Aim of the task: Only the lines starting at the one that contains "Spot the snow-covered" and running to the end should be repeated, exactly as written.

Begin Material provided

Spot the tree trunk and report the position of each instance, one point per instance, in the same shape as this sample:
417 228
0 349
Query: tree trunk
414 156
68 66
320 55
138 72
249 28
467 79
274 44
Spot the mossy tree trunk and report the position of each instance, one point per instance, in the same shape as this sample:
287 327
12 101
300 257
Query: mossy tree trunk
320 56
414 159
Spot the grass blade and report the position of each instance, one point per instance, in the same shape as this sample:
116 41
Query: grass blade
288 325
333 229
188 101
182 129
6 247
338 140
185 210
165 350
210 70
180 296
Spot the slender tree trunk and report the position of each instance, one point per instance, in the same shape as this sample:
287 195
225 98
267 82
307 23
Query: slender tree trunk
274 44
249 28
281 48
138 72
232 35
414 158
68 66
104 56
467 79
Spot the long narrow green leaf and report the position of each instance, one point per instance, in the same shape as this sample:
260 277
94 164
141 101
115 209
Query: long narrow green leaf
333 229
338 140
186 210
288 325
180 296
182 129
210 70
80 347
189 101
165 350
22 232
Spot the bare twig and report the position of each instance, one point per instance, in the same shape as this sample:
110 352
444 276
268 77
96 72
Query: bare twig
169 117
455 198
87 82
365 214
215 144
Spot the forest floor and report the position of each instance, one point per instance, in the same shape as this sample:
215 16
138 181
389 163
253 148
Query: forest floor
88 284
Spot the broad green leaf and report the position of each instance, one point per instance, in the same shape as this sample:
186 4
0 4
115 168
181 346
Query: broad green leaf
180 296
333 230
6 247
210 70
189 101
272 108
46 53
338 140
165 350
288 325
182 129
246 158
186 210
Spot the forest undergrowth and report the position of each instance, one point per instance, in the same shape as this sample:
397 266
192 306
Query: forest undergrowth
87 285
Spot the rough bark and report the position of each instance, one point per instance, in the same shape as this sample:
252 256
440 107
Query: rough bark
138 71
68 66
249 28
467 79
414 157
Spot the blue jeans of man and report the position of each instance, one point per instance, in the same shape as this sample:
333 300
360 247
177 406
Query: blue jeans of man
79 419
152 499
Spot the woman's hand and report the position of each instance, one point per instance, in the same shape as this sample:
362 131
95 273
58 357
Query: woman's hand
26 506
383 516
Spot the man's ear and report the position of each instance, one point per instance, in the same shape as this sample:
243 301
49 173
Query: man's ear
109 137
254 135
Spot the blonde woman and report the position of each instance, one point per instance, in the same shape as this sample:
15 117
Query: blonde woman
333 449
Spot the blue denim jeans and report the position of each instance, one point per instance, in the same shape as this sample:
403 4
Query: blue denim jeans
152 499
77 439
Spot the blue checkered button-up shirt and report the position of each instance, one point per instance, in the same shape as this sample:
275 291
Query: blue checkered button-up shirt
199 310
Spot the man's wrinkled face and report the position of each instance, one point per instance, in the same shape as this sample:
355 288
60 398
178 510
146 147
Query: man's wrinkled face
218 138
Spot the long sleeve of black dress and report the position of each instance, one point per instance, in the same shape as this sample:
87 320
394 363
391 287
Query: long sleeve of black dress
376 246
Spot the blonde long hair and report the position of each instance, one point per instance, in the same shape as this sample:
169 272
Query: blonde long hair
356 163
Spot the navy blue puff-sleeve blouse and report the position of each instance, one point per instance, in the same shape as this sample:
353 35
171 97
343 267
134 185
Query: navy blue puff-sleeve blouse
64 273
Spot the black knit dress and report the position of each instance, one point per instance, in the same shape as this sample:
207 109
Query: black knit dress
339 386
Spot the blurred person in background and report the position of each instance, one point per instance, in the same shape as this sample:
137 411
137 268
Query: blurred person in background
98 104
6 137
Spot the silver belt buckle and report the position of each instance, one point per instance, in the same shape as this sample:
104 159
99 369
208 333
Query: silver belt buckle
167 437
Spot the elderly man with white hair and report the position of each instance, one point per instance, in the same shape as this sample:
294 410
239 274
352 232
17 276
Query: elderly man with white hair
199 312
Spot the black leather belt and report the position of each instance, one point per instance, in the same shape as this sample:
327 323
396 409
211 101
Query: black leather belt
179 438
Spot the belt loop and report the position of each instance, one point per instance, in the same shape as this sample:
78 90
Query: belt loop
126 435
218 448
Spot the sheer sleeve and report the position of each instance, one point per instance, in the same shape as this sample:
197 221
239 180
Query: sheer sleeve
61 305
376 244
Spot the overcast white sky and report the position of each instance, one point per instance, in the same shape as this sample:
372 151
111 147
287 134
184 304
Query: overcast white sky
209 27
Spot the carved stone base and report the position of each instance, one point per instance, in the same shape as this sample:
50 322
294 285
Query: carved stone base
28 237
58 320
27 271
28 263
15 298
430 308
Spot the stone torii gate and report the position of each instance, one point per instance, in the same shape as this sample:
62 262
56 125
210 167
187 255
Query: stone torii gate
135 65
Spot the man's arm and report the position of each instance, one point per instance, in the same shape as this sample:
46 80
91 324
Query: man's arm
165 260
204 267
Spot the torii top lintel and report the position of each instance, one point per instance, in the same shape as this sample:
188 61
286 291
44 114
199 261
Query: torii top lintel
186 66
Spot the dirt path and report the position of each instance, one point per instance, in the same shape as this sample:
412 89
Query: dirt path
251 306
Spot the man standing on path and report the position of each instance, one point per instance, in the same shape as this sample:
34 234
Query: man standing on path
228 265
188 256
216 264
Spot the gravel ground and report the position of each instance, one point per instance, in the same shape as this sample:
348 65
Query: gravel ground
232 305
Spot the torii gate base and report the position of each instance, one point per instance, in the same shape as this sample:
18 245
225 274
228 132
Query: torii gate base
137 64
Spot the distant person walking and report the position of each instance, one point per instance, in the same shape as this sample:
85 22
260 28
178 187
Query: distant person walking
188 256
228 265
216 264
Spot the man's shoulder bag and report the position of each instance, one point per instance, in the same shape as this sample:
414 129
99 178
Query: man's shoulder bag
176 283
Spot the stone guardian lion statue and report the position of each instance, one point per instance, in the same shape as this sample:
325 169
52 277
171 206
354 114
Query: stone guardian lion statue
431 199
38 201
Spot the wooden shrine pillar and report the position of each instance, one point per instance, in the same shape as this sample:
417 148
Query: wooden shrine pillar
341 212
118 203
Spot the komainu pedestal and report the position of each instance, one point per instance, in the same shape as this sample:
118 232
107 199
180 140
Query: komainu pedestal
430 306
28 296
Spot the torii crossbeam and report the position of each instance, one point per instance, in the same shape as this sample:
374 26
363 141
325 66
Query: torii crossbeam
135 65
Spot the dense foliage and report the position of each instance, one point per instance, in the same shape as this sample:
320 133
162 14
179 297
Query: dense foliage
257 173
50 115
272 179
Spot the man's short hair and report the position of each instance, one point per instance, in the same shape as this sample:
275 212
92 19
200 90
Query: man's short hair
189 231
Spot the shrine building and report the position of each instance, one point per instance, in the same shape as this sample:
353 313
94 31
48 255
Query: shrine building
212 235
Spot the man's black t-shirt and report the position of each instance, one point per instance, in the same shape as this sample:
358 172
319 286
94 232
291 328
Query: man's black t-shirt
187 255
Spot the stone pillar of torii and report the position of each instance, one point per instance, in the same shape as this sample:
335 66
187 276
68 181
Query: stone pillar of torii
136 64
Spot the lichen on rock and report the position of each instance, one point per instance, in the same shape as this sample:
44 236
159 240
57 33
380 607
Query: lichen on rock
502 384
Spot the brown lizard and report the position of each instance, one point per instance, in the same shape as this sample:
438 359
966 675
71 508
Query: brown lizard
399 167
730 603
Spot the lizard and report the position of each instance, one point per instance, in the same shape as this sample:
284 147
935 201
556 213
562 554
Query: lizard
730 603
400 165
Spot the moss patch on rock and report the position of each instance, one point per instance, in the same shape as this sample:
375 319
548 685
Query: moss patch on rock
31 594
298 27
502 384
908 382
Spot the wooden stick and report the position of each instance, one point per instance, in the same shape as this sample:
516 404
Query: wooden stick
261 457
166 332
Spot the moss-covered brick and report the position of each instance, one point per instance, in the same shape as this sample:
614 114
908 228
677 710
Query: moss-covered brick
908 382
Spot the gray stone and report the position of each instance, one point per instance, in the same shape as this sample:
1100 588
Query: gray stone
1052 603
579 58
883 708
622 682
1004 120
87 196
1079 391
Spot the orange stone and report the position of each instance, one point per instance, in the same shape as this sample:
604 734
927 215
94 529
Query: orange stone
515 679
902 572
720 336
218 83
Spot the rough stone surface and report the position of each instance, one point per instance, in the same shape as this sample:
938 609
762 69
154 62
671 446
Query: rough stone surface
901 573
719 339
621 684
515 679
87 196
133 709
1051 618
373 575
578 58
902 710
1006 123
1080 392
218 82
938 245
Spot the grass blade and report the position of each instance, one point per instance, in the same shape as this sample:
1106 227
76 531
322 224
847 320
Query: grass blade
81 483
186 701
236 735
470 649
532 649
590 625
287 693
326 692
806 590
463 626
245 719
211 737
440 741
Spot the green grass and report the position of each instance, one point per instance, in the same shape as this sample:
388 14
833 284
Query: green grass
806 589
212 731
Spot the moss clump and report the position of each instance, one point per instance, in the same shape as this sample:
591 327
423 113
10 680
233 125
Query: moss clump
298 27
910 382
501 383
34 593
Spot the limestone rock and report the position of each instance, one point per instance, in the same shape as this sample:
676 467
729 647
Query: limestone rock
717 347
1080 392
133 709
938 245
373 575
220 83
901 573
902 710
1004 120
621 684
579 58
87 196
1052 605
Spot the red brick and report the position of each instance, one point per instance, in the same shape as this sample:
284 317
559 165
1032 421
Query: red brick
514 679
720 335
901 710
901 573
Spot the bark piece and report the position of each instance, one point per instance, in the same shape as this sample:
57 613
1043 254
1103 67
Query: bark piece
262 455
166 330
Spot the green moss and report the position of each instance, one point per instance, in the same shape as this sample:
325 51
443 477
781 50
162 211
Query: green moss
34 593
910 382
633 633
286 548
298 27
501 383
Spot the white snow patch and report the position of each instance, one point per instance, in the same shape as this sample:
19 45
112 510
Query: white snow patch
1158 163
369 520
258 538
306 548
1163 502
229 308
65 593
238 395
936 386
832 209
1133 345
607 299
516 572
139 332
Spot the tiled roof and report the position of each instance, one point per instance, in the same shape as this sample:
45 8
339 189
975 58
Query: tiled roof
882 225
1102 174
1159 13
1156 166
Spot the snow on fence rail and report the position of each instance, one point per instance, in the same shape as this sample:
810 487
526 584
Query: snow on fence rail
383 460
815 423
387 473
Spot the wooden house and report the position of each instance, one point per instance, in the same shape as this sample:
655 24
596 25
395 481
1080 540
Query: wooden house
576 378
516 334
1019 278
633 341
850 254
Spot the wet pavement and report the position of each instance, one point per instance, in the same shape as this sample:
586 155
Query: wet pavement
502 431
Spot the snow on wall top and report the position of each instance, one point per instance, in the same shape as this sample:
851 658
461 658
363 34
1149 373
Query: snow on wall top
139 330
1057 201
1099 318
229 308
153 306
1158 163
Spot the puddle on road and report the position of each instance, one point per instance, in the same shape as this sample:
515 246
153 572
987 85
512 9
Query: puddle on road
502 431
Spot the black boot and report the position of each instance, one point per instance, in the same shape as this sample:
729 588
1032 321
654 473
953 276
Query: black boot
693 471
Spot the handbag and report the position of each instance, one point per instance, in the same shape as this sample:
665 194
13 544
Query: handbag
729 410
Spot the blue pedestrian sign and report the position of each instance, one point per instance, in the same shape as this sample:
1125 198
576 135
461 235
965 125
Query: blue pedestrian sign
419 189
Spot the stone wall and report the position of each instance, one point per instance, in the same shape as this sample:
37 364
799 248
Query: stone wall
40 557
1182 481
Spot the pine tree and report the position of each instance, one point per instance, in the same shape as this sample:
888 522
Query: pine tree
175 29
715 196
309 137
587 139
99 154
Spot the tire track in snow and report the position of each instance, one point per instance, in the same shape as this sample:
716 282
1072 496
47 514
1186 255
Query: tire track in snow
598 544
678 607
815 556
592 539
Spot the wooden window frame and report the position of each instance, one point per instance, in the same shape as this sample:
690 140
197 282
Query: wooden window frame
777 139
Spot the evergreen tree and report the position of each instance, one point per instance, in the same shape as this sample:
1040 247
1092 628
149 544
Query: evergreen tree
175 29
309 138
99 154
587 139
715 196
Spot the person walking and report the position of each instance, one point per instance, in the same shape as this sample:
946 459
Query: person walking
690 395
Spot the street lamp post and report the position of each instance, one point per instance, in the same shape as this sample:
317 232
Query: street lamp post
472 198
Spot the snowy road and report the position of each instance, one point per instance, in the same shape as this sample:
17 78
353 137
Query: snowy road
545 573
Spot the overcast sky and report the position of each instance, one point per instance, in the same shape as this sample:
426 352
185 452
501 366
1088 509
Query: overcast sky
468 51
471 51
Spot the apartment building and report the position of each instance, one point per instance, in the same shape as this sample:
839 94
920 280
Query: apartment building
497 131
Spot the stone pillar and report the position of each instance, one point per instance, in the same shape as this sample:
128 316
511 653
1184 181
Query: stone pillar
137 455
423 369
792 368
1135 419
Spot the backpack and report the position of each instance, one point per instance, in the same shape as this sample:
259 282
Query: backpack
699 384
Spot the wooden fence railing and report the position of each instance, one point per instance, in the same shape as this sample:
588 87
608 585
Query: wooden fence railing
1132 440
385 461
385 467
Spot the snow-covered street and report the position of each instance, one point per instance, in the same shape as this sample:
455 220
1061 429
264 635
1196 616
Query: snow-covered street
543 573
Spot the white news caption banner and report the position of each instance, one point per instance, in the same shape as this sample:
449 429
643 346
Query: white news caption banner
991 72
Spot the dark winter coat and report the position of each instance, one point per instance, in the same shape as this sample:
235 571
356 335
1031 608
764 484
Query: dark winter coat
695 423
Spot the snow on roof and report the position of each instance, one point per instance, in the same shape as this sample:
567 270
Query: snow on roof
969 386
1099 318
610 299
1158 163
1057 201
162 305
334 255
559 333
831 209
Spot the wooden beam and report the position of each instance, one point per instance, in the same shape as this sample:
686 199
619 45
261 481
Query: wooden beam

End Material provided

Exercise response:
Spot the snow-covered street and report the position of each instance, one point per instance, in the same shape as this sample:
455 220
1061 429
264 635
1196 616
Query: snow-covered street
543 573
Spot the white news caption banner and report the position of each instance, one point per instance, in the same shape as this sample:
449 429
643 346
Query: white news caption banner
991 72
Spot the dark winter coat and report the position of each instance, one point per instance, in the same shape as this sample:
235 571
356 335
1031 608
764 484
Query: dark winter coat
695 423
Spot the snow on roof and report the position of each instance, one point per instance, in the same shape as this sample:
567 270
Query: snow on roof
969 386
1099 318
610 299
1158 163
1057 201
162 305
334 255
559 333
831 209
Spot the wooden beam and report the position of each instance, one point per instance, in the same shape as this sample:
686 199
619 45
261 481
Query: wooden beam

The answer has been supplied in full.